▶ [To be done] Reproduce the items below word for word, leaving out the pictures.

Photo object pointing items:
%%

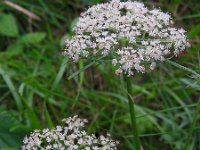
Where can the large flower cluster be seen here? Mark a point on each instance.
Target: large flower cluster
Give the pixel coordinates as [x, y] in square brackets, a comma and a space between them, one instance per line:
[132, 35]
[71, 136]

%%

▶ [Finished exercise]
Where can the large flower cluster be seen here? Mark a point on each instance.
Target: large flower cluster
Give the pixel coordinates as [x, y] in square brackets, a comma and a space between them, one instance per line:
[132, 35]
[71, 136]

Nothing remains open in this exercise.